OBJECTIVE —
Extract every line of the data below and reproduce each one word for word, leaving none out.

— begin —

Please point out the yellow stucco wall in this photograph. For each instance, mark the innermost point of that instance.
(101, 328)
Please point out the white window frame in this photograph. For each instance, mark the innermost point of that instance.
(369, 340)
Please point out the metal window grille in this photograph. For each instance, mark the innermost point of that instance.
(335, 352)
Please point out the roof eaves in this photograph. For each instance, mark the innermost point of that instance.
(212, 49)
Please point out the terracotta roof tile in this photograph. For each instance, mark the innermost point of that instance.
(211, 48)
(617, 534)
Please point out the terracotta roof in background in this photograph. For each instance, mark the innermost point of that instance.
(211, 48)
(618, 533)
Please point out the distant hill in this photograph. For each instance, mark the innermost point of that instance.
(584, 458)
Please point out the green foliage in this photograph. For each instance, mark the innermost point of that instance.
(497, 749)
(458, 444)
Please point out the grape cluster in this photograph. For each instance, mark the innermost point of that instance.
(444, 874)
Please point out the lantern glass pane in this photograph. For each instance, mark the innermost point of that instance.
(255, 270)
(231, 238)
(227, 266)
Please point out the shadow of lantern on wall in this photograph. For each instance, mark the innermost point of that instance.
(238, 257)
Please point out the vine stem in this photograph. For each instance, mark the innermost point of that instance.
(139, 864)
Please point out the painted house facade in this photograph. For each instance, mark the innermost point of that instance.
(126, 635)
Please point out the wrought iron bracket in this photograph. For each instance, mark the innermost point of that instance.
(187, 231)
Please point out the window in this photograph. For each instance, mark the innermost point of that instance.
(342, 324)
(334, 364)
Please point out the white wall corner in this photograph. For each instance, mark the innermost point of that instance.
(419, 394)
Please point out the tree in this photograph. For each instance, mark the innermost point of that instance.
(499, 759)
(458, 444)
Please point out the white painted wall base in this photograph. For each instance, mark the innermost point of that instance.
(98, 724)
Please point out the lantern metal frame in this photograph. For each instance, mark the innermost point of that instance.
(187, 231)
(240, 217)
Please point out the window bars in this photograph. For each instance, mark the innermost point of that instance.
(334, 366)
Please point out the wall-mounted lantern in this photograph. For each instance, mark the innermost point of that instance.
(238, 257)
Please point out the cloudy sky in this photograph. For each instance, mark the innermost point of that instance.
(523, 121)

— end —

EXERCISE RESPONSE —
Please point out the yellow stucco wall in this photograph. For each instance, mark the innermost point of that instance.
(101, 328)
Please point out the white window frame in this photograph. For each instance, mark the innermost point of that instance.
(369, 340)
Please point out the metal window grille in this photograph. For each instance, mark the innermost point of that instance.
(335, 352)
Please point out the roof eaves in this photograph. For each instance, mark the innermost point of that instance.
(212, 49)
Please point out the terracotta roof tile in this photograph. For each instance, mark the innermost point of that instance.
(211, 48)
(617, 534)
Please point out the terracotta roof in background in this photograph. For each instance, mark the innermost point of that instance.
(211, 48)
(618, 533)
Please point out the distant hill in this photograph. For each instance, mark the innermost point of that instance.
(584, 458)
Please point out the green foliage in this photograph. For each instance, mark the innermost point of that instance.
(497, 749)
(458, 444)
Please point out the grape cluster in this photograph. For each instance, mark the innermost point of that instance.
(444, 874)
Please point out the lantern glass pane in this photograph. For each instance, mark the innermost point of that instance.
(255, 270)
(231, 238)
(227, 266)
Please point out the shadow of lantern on wall in this photograph. For each instance, mark the innermost point of that instance.
(238, 257)
Please point out the vine stem in this photograph. For each instance, mark the innermost point of that instance.
(139, 864)
Please point out the painted house facade in this photograph. For each instance, mark the innermost point of that instance.
(126, 635)
Please point out the wrought iron bracket in this photograph. For each instance, mark the innermost point of that instance.
(187, 231)
Please point out the window in this photograph. For each instance, mark the innermost point of that instance.
(342, 324)
(334, 364)
Please point out the white wall corner in this photograph. For each instance, mark the innermost point of that instance.
(419, 394)
Please point out the tree in this photograph. For each instance, mark the innermost point of that instance.
(499, 759)
(458, 444)
Please point out the white painted wall base in this photograph. For each instance, mark the innermost point of that instance.
(98, 724)
Please point out the lantern metal frame in this photograph. For each instance, mark the innermost point of that instance.
(187, 231)
(240, 217)
Please point out the window bars in this photograph. For each instance, mark the innermost point of that instance.
(334, 366)
Please point out the wall-mounted lantern in this photograph. For each instance, mark the innermost point of that instance.
(238, 257)
Please point out the cloudy sky in this photograph. For each instance, mark the innermost point of that instance.
(523, 121)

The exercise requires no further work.